**Records shown**
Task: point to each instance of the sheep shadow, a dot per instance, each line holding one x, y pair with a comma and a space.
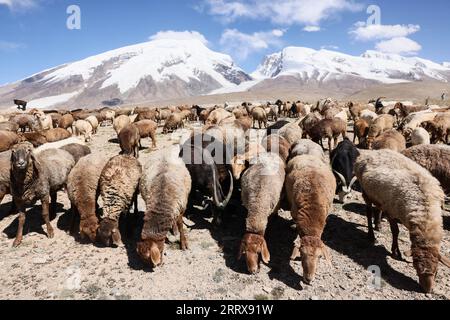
33, 222
345, 238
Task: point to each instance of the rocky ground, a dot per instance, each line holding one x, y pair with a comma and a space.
62, 268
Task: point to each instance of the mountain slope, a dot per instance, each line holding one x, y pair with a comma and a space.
154, 70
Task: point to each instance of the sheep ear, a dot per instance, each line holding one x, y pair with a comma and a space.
265, 252
444, 260
327, 255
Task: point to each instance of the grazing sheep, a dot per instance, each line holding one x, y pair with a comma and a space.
361, 130
310, 186
147, 129
9, 126
94, 123
66, 122
259, 115
434, 158
118, 188
83, 128
305, 147
381, 124
391, 139
83, 191
77, 151
121, 122
262, 185
8, 139
409, 194
37, 177
420, 136
165, 187
173, 123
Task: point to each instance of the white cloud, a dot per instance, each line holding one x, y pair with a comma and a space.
399, 45
312, 29
10, 46
281, 12
241, 45
179, 35
19, 4
364, 32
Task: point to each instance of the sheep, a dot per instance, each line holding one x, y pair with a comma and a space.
259, 115
434, 158
37, 177
8, 139
9, 126
368, 116
391, 139
307, 147
409, 194
381, 124
77, 151
329, 129
83, 128
147, 129
66, 122
118, 188
165, 187
173, 123
5, 167
120, 123
83, 192
262, 185
277, 145
360, 130
94, 123
129, 140
420, 136
310, 187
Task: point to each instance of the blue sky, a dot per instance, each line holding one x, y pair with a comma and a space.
34, 37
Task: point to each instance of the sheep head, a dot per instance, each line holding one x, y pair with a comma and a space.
151, 251
310, 249
252, 246
108, 233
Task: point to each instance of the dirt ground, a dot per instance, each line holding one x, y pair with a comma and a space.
62, 268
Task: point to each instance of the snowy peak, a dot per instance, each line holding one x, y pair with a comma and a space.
325, 65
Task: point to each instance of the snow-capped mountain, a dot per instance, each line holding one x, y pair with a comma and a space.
156, 70
324, 65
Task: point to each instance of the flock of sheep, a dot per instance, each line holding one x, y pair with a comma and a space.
286, 167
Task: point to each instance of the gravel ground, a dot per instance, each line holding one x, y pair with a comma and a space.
62, 268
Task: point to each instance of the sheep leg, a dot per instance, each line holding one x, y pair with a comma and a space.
46, 216
19, 235
183, 240
396, 254
369, 214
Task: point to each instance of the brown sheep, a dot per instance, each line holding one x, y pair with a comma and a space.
391, 139
129, 140
83, 191
165, 188
8, 139
329, 129
259, 115
410, 195
262, 185
381, 124
434, 158
173, 123
147, 129
361, 131
310, 186
37, 177
119, 189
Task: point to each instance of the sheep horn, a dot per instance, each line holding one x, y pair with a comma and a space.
344, 183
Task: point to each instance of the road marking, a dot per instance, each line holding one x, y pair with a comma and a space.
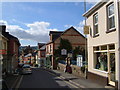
13, 86
62, 78
18, 84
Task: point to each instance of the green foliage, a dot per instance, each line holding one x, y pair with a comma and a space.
64, 44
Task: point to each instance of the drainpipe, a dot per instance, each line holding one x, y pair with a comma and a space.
118, 3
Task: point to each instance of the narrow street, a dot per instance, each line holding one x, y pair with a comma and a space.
41, 78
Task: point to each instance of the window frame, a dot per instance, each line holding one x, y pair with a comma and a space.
108, 18
102, 51
95, 24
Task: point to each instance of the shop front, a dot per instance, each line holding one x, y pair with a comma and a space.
105, 62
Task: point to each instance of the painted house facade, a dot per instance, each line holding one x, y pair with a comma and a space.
103, 42
11, 46
75, 38
42, 56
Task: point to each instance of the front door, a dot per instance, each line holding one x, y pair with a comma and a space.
112, 68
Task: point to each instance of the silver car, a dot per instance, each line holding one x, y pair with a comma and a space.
26, 69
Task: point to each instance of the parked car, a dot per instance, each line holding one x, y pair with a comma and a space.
26, 69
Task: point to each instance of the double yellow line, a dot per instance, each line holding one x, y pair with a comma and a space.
62, 78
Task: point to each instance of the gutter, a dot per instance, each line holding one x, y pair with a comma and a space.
95, 7
118, 6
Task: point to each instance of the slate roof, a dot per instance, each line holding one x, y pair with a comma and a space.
57, 34
7, 35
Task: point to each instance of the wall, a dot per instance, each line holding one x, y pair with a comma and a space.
103, 38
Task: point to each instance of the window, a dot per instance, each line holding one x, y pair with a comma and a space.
101, 61
101, 56
111, 17
95, 21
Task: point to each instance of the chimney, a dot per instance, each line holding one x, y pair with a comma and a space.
2, 28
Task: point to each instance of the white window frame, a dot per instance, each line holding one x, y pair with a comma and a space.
95, 23
107, 51
110, 16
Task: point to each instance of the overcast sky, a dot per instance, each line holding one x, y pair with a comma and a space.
32, 21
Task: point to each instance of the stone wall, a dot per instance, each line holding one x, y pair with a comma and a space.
75, 69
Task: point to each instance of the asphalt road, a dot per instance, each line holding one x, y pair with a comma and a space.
41, 78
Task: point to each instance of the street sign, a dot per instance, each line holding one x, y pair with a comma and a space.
63, 52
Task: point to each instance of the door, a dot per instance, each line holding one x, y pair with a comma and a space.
112, 68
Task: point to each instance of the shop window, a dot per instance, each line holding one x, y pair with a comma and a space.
96, 48
111, 17
101, 61
104, 47
95, 21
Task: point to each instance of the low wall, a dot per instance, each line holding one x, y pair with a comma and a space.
76, 70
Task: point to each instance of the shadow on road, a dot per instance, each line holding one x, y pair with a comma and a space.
41, 78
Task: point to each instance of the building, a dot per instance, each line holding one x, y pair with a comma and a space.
11, 46
103, 42
42, 56
75, 38
3, 50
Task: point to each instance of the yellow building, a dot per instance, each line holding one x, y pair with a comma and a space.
103, 42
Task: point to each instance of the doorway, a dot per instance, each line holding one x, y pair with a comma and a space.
111, 69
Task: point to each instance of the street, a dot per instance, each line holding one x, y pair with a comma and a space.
41, 78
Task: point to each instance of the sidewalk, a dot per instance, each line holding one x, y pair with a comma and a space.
78, 81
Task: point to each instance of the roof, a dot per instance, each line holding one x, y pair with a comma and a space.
95, 7
61, 33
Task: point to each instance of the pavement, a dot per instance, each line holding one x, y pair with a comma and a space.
79, 81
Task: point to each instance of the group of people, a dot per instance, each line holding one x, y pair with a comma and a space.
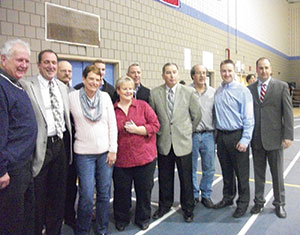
53, 134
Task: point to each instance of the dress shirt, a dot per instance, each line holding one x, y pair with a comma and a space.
44, 84
18, 130
206, 101
136, 150
234, 109
260, 83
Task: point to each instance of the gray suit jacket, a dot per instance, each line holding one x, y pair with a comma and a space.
176, 132
274, 117
32, 87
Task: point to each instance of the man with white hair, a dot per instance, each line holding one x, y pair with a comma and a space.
18, 135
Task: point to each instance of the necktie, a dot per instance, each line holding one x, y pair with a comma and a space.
170, 102
262, 92
55, 110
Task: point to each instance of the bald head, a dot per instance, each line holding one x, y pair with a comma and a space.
64, 71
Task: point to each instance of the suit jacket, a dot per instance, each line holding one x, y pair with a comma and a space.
143, 93
32, 86
176, 131
107, 88
274, 117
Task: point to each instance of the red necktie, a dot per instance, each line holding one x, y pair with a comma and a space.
262, 92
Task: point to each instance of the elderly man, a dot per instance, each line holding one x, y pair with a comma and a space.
273, 132
178, 112
203, 137
64, 73
18, 134
49, 98
140, 92
234, 122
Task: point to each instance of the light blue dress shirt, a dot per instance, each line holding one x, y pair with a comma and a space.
234, 109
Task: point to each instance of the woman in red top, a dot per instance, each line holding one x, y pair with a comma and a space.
136, 156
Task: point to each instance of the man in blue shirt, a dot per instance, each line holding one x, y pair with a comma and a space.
18, 134
234, 122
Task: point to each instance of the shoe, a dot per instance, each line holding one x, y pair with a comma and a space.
257, 208
207, 202
159, 213
188, 218
143, 226
222, 204
120, 226
239, 212
280, 211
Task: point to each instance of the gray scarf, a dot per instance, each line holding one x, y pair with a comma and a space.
87, 105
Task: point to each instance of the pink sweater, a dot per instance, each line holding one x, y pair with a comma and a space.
94, 137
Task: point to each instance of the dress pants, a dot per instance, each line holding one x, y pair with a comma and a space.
234, 165
142, 177
275, 160
50, 189
166, 165
17, 203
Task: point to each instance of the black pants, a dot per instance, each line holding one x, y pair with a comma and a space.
234, 165
50, 190
142, 177
17, 203
166, 165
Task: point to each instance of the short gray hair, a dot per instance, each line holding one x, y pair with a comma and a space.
8, 46
122, 80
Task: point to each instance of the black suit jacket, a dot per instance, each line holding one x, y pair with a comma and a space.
143, 93
107, 88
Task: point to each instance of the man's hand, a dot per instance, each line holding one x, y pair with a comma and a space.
286, 143
4, 181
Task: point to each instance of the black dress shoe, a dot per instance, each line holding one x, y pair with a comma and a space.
257, 208
207, 202
280, 211
159, 213
188, 218
143, 226
239, 212
222, 204
120, 226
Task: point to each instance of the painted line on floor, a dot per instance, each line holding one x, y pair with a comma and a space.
252, 219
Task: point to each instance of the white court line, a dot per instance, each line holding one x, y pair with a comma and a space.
252, 219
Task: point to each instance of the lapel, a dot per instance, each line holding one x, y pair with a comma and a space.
36, 90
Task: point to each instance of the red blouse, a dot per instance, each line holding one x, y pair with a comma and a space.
136, 150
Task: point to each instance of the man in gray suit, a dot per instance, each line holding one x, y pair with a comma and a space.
49, 98
273, 132
178, 112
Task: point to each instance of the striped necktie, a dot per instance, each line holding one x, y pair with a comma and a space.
262, 92
55, 110
170, 102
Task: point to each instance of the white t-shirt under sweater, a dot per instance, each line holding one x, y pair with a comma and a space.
94, 137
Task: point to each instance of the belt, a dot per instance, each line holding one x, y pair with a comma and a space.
53, 139
203, 131
229, 131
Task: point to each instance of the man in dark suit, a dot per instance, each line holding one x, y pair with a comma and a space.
178, 112
49, 98
141, 92
105, 85
273, 132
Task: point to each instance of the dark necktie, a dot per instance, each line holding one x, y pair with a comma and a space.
55, 110
262, 92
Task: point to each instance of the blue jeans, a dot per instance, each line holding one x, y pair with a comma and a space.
203, 144
88, 168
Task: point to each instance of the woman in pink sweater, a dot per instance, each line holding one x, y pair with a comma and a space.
95, 149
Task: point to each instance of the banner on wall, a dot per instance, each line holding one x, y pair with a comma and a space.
173, 3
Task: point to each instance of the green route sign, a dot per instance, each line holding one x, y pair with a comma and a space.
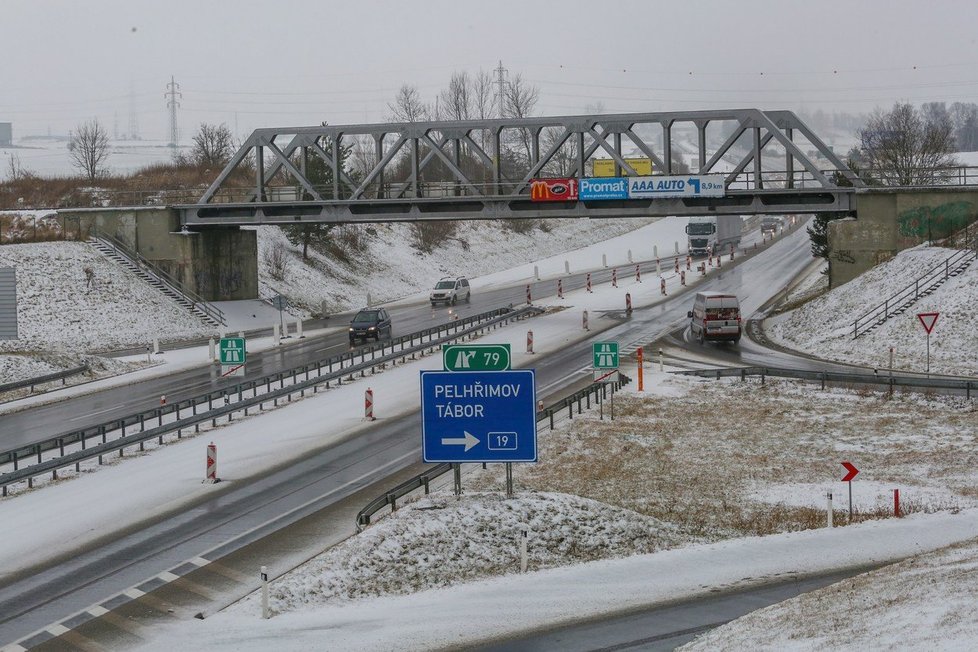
233, 351
476, 357
605, 355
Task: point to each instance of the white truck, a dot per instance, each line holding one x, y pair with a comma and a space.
713, 234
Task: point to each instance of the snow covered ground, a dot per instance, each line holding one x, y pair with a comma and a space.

**Assignment**
Both ends included, copy the lines from the one holding "Task: point to each instance of the dark" to the last line of the entries exactly, with all pictures left out.

**Solved problem**
Task: point to each instance of the dark necktie, a dot per instance, each line holding one x, y pair with a comma and a space.
55, 110
262, 92
Task: point to each instance of the blue jeans, a dot per instance, each line holding one x, y pair with a comma and a space.
203, 144
88, 168
Task: point to each instance of the woman in pink sweater, a dot per instance, each line holding one x, y pair with a comma and a space.
95, 149
Task: point to each instance of the banner on wall, a dot per instance, each line holding one x, y pair with a comma and a space.
173, 3
Task: point to each instance of the green route sign, a dot per instance, each line holding one x, y pair with a comma and a space.
233, 351
476, 357
605, 355
Task: point to each instance of the white truck, a dot per instance, each line holding one x, y pair with a comma and a space.
713, 234
Task: point to each instance of the snow covered ground, a dot per instance, each line holding one x, y pair with a comma and a space.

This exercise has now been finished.